• **Given entries**:
====
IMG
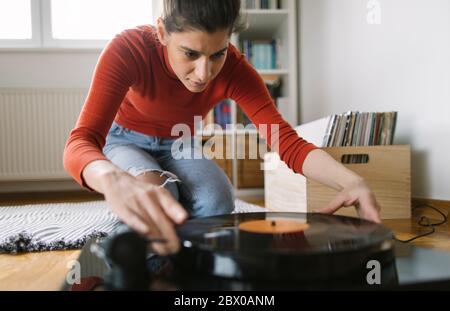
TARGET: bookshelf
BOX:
[197,0,298,197]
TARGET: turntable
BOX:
[63,213,450,290]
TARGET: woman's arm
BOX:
[82,160,188,255]
[303,149,381,223]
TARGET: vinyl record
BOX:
[175,213,394,281]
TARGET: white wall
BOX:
[299,0,450,200]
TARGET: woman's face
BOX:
[158,20,230,93]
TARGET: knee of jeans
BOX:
[191,187,234,218]
[135,169,180,201]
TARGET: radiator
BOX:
[0,88,87,181]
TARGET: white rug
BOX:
[0,200,266,253]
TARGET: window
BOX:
[0,0,40,47]
[0,0,159,48]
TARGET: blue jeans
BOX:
[103,122,234,218]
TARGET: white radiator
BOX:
[0,88,87,181]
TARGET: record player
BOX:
[62,213,450,291]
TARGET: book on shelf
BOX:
[240,39,281,70]
[296,111,398,147]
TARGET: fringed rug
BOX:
[0,200,266,254]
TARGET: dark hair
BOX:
[163,0,246,34]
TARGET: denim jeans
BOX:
[103,122,234,218]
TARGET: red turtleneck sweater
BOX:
[64,26,316,187]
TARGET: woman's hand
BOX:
[316,180,381,223]
[102,172,188,255]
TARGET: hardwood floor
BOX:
[0,192,450,290]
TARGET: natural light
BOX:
[51,0,153,40]
[0,0,32,39]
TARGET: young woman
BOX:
[64,0,380,254]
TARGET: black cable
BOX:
[395,204,448,243]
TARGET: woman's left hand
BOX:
[316,180,381,223]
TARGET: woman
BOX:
[64,0,380,254]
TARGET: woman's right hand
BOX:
[102,172,188,255]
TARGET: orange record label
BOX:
[239,219,309,234]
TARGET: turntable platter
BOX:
[175,213,394,282]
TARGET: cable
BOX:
[395,204,448,243]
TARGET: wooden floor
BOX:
[0,193,450,290]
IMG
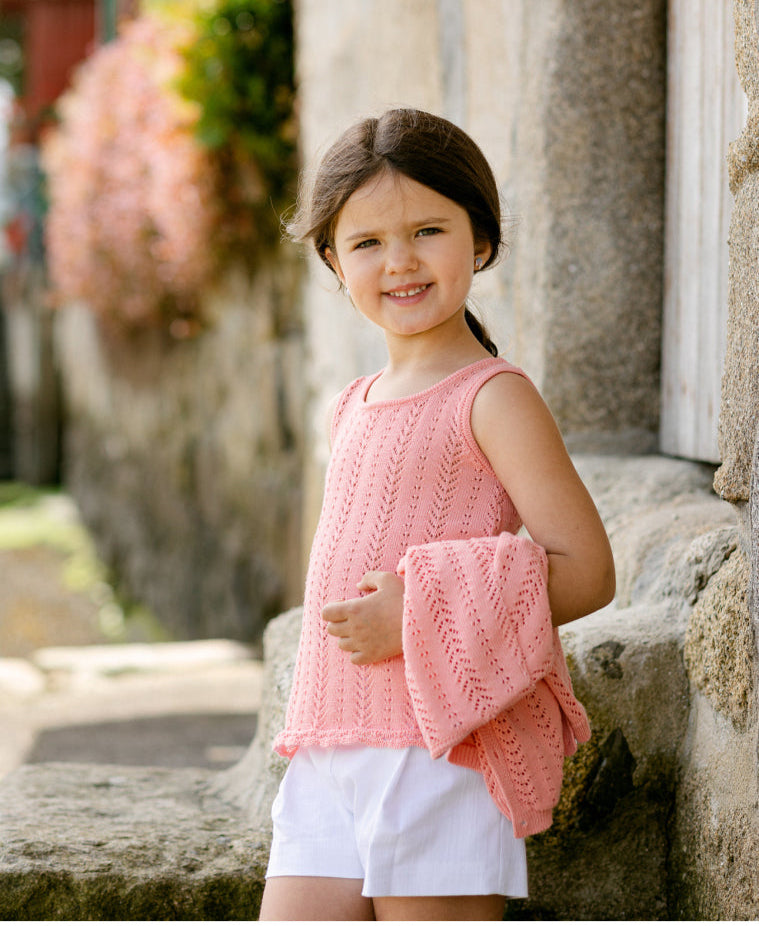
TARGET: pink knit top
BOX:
[274,358,587,835]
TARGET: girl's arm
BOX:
[472,373,615,627]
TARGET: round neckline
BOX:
[361,357,503,409]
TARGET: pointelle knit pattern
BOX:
[274,358,587,835]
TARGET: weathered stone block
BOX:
[0,763,268,920]
[685,550,755,730]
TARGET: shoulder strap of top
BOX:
[457,357,532,471]
[329,376,372,444]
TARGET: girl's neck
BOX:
[371,322,491,401]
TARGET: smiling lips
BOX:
[387,283,430,299]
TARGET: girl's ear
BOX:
[474,241,493,268]
[324,248,345,286]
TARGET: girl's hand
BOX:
[322,572,404,666]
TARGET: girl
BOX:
[261,109,614,920]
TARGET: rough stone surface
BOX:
[0,609,288,920]
[715,0,759,502]
[212,608,303,832]
[0,763,268,920]
[669,691,759,921]
[58,252,303,641]
[573,454,738,608]
[685,551,755,730]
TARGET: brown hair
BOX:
[288,109,503,356]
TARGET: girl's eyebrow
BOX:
[345,216,450,241]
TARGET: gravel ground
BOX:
[0,493,262,777]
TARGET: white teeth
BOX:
[393,284,427,298]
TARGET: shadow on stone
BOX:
[26,714,258,770]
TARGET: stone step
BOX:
[0,609,300,921]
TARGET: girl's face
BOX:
[327,171,490,346]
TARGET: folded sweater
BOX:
[398,533,590,837]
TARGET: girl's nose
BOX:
[385,241,417,273]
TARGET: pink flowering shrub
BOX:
[44,16,223,337]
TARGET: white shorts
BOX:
[266,746,527,897]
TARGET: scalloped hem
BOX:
[272,728,427,759]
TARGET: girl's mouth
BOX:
[387,283,430,299]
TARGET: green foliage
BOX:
[178,0,296,208]
[44,0,296,339]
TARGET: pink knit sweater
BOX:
[274,358,589,836]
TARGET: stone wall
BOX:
[672,0,759,920]
[57,258,304,640]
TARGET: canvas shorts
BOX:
[266,746,527,897]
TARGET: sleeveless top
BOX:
[274,357,525,756]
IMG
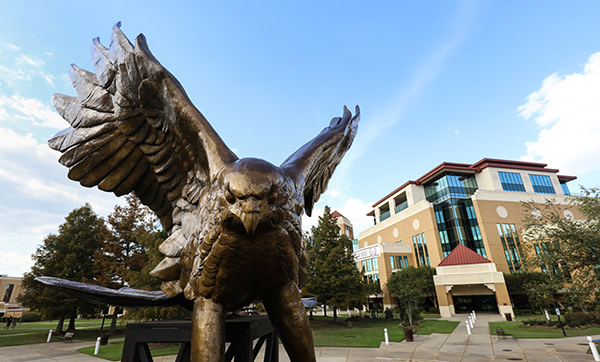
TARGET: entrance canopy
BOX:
[433,244,514,317]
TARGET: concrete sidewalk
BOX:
[0,314,600,362]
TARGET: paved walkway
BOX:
[0,314,600,362]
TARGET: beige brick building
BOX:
[0,275,23,317]
[355,158,581,315]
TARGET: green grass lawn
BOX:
[77,341,179,361]
[490,317,600,338]
[0,319,125,347]
[311,317,458,348]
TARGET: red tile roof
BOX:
[331,210,347,219]
[438,244,491,266]
[367,158,577,208]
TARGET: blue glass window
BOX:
[529,174,556,194]
[394,201,408,214]
[498,171,525,192]
[379,210,390,222]
[425,175,477,204]
[496,224,523,273]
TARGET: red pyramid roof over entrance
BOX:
[438,244,491,266]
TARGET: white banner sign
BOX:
[352,244,381,262]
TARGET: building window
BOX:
[2,284,15,303]
[496,223,523,273]
[425,175,477,204]
[498,171,525,192]
[394,200,408,214]
[529,174,556,194]
[433,198,487,258]
[413,233,431,266]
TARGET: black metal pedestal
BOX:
[121,316,279,362]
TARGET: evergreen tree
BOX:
[95,194,186,324]
[387,266,435,325]
[523,187,600,312]
[95,194,156,288]
[304,206,366,322]
[19,204,106,333]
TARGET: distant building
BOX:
[0,275,23,317]
[355,158,580,316]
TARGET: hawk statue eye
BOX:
[225,190,235,204]
[267,191,279,204]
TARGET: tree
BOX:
[504,271,562,312]
[523,187,600,311]
[387,266,435,325]
[95,194,186,330]
[95,194,155,288]
[19,204,106,333]
[303,206,366,322]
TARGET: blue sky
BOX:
[0,0,600,275]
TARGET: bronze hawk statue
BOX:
[49,23,360,362]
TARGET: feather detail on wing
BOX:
[49,23,237,230]
[280,106,360,216]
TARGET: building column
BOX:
[435,285,454,318]
[494,283,515,320]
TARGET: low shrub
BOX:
[384,308,394,319]
[521,318,548,326]
[564,313,600,328]
[21,313,42,322]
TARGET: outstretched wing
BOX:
[35,276,192,310]
[49,23,237,230]
[280,106,360,216]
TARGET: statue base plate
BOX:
[121,316,279,362]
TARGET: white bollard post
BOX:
[588,336,600,361]
[94,337,100,356]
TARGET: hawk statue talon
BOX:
[49,23,360,362]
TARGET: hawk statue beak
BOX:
[240,212,260,235]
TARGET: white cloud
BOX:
[0,128,123,275]
[0,65,31,85]
[518,52,600,175]
[15,54,46,68]
[40,74,56,87]
[0,95,68,129]
[339,2,477,169]
[0,250,33,277]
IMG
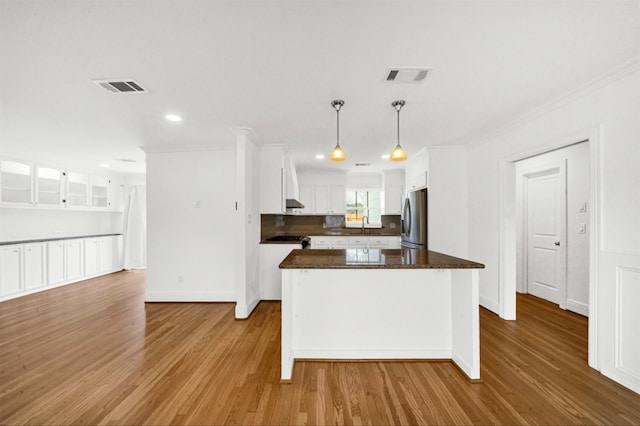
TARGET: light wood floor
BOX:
[0,272,640,425]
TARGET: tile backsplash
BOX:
[260,214,400,240]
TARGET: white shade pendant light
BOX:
[389,100,407,161]
[329,99,347,161]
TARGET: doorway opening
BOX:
[515,141,591,316]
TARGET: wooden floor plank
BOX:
[0,271,640,425]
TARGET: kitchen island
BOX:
[279,248,484,381]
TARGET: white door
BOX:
[525,161,566,309]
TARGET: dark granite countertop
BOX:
[279,248,484,269]
[0,234,122,246]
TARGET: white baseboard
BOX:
[236,297,260,319]
[565,299,589,317]
[451,352,480,379]
[293,348,451,359]
[479,295,500,316]
[144,291,236,302]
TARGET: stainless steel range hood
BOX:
[287,198,304,209]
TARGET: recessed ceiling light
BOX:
[164,114,182,123]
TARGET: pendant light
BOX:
[389,100,407,161]
[329,99,347,161]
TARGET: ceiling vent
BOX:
[385,67,433,83]
[92,78,148,93]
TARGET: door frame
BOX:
[498,124,602,370]
[516,160,568,309]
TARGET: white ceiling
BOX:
[0,0,640,172]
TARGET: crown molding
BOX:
[229,126,262,148]
[140,143,236,154]
[462,56,640,148]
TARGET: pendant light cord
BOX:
[396,105,402,146]
[336,105,340,146]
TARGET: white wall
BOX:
[0,208,123,241]
[516,142,591,315]
[235,128,260,318]
[146,147,237,301]
[427,147,468,258]
[469,62,640,392]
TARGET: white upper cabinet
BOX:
[0,158,123,211]
[90,176,111,209]
[383,169,405,214]
[36,166,65,207]
[67,172,89,207]
[299,171,347,215]
[0,160,34,205]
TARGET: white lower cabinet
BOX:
[47,241,67,285]
[65,239,85,281]
[260,243,300,300]
[0,235,123,300]
[84,238,100,277]
[0,245,24,296]
[24,243,47,290]
[310,235,400,249]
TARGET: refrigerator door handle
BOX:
[402,198,411,237]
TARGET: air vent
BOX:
[385,67,433,83]
[92,78,148,93]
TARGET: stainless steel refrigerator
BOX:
[400,188,427,249]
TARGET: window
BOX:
[345,190,382,226]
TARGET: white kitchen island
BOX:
[280,248,484,381]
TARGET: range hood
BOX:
[287,198,304,209]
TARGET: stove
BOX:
[267,235,304,242]
[267,235,310,249]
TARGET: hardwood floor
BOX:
[0,271,640,425]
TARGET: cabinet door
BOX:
[387,237,400,249]
[84,238,100,277]
[348,237,369,248]
[98,237,113,274]
[300,184,316,214]
[66,239,84,281]
[384,184,404,214]
[369,236,389,248]
[0,246,24,296]
[24,243,47,290]
[0,160,33,204]
[315,185,331,214]
[47,241,66,285]
[67,172,89,207]
[331,184,347,214]
[90,176,111,209]
[36,166,64,206]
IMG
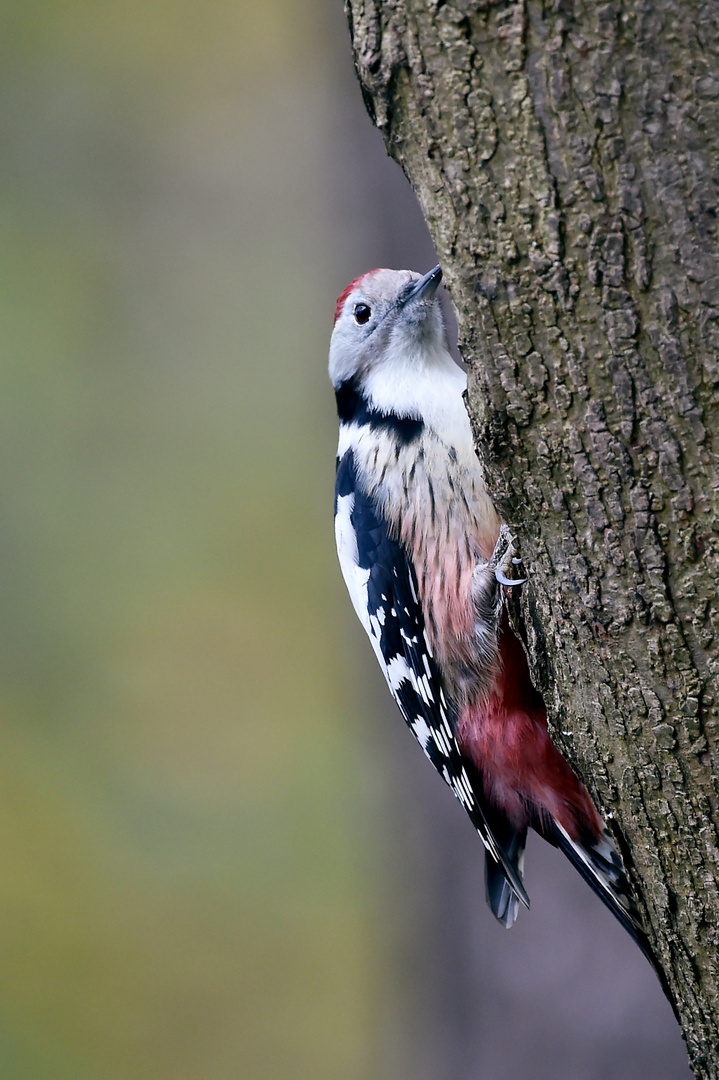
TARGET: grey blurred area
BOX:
[0,0,690,1080]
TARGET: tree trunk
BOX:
[348,0,719,1077]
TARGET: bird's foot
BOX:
[489,524,527,585]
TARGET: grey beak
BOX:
[405,266,442,303]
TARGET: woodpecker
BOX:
[329,266,662,977]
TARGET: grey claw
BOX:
[494,559,527,585]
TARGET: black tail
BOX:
[485,822,527,930]
[542,821,679,1006]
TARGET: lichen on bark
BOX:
[347,0,719,1077]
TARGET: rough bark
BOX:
[348,0,719,1077]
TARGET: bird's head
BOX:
[329,266,447,389]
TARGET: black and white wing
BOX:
[335,449,529,907]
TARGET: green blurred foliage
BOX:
[0,0,380,1080]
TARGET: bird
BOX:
[329,266,666,976]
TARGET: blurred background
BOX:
[0,0,689,1080]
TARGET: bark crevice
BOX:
[348,0,719,1077]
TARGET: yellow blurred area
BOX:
[0,0,688,1080]
[0,0,376,1080]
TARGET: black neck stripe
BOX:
[335,378,424,445]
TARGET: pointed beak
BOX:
[404,266,442,303]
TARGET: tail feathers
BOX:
[485,823,527,930]
[544,820,664,983]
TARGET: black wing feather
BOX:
[335,449,529,907]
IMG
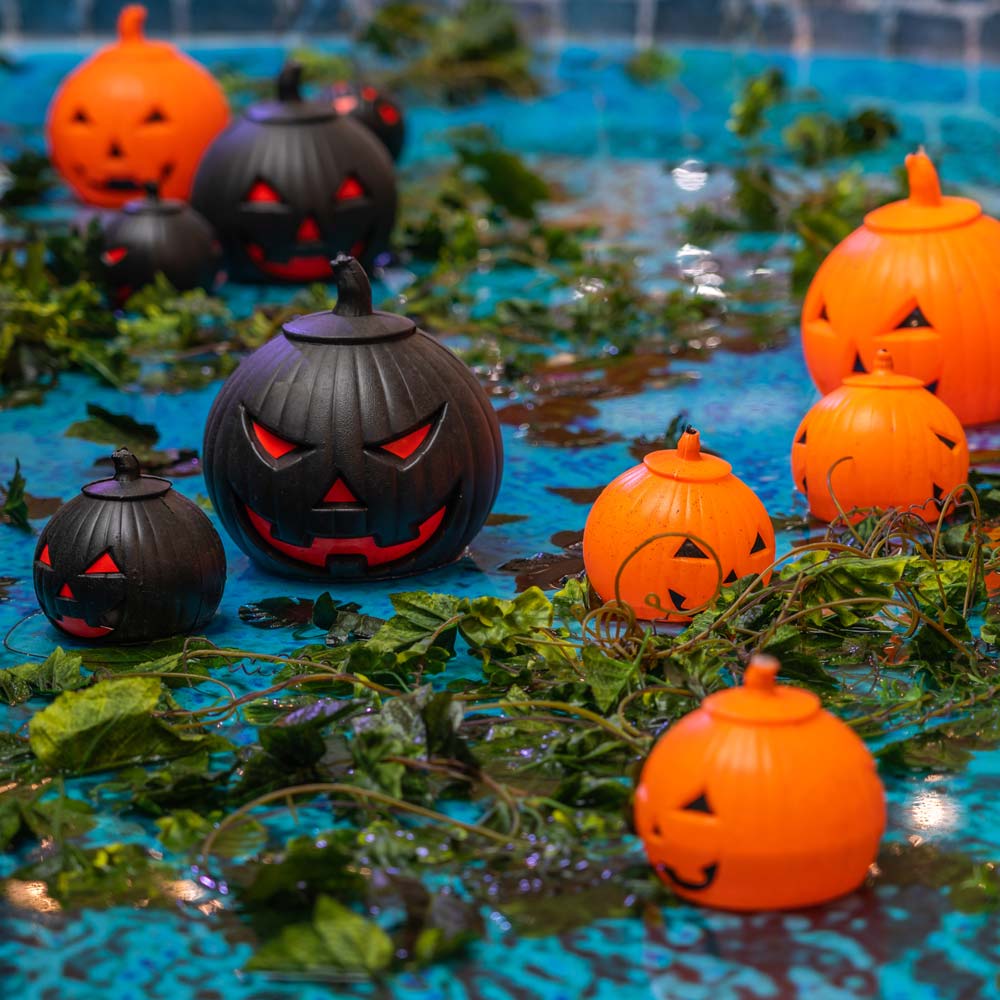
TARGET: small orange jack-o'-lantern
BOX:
[802,151,1000,424]
[635,656,885,910]
[792,348,969,521]
[47,4,229,208]
[583,427,774,621]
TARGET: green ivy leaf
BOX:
[28,677,229,774]
[0,646,87,705]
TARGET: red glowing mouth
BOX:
[244,506,446,568]
[55,615,114,639]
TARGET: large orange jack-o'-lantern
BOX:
[583,427,774,622]
[46,4,229,208]
[792,348,969,521]
[635,656,885,910]
[802,150,1000,424]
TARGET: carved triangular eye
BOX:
[677,538,708,559]
[681,792,713,816]
[896,306,930,330]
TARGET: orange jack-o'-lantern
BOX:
[792,348,969,521]
[635,656,885,910]
[47,4,229,208]
[583,427,774,621]
[802,151,1000,424]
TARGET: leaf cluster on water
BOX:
[0,494,1000,979]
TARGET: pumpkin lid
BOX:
[243,62,337,125]
[844,347,924,389]
[701,653,821,726]
[82,448,172,500]
[642,424,733,483]
[122,181,188,215]
[282,253,416,344]
[865,147,983,233]
[93,3,184,65]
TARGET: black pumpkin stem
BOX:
[330,253,372,316]
[278,61,302,102]
[111,448,142,483]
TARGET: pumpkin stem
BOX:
[111,448,142,483]
[330,253,372,316]
[872,347,893,373]
[906,146,941,205]
[677,424,701,462]
[743,653,781,694]
[118,3,146,42]
[278,60,302,103]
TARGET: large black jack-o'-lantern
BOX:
[330,80,406,160]
[34,448,226,643]
[204,256,503,580]
[101,183,221,302]
[191,63,396,282]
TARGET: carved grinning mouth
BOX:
[656,861,719,892]
[244,504,448,568]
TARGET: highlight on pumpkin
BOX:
[635,654,886,910]
[583,426,775,622]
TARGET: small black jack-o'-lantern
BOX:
[204,256,503,579]
[101,183,221,302]
[191,63,396,282]
[34,448,226,643]
[330,80,406,160]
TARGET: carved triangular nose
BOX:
[295,215,320,243]
[323,478,358,503]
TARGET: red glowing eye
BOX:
[85,552,121,573]
[250,420,298,458]
[101,247,128,267]
[379,424,431,459]
[246,181,281,205]
[337,177,365,201]
[378,104,399,125]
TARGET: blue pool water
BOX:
[0,37,1000,1000]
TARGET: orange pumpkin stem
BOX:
[743,653,781,694]
[906,146,941,205]
[677,424,701,462]
[118,3,146,42]
[872,347,894,374]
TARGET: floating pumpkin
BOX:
[101,184,220,302]
[34,448,226,643]
[204,256,503,580]
[635,656,885,910]
[583,427,774,621]
[46,4,229,208]
[792,348,969,521]
[192,63,396,282]
[330,80,406,160]
[802,151,1000,424]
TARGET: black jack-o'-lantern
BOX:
[101,184,221,302]
[330,80,406,160]
[191,63,396,282]
[34,448,226,643]
[203,256,503,579]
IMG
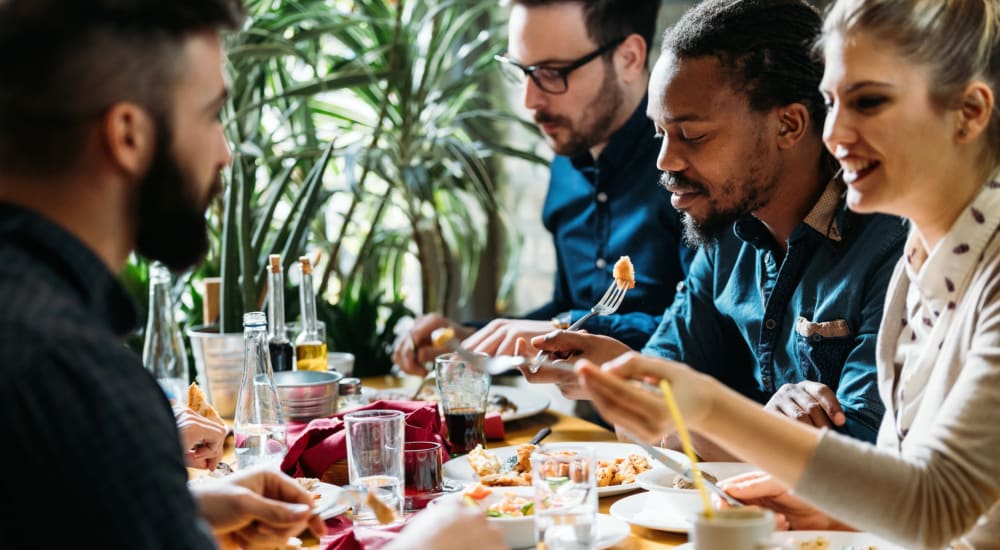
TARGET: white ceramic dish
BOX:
[677,531,903,550]
[428,487,631,550]
[441,441,656,497]
[608,491,691,533]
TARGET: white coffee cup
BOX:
[689,506,784,550]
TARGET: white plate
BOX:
[441,441,652,497]
[361,386,549,422]
[490,386,549,422]
[309,481,351,519]
[635,464,760,491]
[677,531,904,550]
[608,491,691,533]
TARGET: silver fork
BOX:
[528,281,628,374]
====
• **To do**:
Locate each line in the records above that contains the string "tile" and copy those lines out in full.

• **Written solution**:
TARGET: red tile roof
TARGET: tile backsplash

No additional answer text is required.